*** Opening of Input for this task ***
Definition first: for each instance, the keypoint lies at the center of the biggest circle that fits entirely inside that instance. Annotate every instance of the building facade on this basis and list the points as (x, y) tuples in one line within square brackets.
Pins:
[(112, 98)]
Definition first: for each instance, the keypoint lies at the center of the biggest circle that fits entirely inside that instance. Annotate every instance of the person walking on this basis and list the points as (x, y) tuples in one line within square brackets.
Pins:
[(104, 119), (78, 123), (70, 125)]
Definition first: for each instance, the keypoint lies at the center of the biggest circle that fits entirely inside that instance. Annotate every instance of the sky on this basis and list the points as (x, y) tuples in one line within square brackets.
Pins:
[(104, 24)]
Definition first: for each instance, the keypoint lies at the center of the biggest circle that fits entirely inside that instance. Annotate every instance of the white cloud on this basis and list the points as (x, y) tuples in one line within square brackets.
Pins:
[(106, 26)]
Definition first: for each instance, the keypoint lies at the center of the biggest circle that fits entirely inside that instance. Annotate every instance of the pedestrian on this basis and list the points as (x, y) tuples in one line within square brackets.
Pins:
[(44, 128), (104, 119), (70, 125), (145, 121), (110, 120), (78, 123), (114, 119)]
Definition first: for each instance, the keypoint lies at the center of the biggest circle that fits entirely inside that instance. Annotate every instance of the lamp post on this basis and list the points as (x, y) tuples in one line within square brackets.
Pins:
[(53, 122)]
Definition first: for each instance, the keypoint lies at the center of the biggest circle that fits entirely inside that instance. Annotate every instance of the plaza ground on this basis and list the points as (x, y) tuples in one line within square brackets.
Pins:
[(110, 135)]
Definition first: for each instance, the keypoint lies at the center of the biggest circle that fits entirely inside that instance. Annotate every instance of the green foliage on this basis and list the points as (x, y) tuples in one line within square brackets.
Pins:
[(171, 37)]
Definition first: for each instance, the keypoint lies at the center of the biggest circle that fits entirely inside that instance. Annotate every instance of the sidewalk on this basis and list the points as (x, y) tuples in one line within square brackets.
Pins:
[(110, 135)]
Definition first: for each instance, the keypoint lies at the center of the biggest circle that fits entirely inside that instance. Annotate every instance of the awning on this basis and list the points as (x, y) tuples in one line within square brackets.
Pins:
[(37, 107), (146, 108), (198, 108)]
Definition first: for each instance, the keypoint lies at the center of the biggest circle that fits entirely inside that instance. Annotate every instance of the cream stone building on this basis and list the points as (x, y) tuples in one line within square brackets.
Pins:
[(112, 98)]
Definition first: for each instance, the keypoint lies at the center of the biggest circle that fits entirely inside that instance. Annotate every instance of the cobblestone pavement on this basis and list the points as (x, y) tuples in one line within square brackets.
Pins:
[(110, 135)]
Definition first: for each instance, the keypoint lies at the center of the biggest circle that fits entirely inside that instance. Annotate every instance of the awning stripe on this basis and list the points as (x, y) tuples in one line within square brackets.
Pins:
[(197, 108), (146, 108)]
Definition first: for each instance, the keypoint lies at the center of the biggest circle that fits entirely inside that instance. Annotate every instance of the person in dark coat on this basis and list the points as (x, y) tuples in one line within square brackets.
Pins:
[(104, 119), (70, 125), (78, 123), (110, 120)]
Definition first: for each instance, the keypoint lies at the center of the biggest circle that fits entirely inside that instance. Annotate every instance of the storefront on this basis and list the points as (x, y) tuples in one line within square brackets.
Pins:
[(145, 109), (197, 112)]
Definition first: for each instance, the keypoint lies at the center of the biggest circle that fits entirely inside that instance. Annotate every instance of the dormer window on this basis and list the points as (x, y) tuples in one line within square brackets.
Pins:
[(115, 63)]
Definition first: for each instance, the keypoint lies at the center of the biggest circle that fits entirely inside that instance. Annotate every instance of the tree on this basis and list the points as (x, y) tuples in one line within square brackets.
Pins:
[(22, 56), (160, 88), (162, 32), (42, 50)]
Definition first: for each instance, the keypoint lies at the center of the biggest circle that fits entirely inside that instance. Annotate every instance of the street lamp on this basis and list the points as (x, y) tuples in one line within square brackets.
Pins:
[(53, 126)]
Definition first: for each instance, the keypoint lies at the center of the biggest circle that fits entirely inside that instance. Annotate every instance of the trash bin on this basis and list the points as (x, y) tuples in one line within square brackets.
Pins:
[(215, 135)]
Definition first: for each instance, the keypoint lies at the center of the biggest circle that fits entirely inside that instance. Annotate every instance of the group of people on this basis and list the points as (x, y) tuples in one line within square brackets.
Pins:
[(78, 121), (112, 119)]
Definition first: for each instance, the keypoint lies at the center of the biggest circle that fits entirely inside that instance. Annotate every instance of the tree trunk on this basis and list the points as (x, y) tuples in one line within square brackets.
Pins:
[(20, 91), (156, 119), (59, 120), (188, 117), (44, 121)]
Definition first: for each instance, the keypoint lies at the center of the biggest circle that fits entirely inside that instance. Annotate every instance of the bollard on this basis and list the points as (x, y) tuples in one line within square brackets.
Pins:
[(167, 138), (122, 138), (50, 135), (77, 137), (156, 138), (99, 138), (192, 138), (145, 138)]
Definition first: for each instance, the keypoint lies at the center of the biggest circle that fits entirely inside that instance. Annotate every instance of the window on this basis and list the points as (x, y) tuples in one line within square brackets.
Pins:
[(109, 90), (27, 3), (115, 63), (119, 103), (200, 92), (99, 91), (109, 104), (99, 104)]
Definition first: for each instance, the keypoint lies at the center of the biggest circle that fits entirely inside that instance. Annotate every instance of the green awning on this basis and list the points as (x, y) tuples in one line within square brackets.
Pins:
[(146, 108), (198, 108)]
*** Close of Input for this task ***
◆ Task description
Show all lines from the data above in which the word "lamp" appears.

◆ Task solution
Definition first: for each instance, the keypoint lies at the center of the biggest circle that fits entirely inside that instance. Annotate every instance of the lamp post on this basis and list the points as (x, y) tuples in one line within square brackets.
Definition first: for each instance, the keypoint lies at the center of the biggest circle that fits entirely inside that instance. Annotate every instance of the street lamp on this basis and list the points as (x, y) tuples in one line within square brackets.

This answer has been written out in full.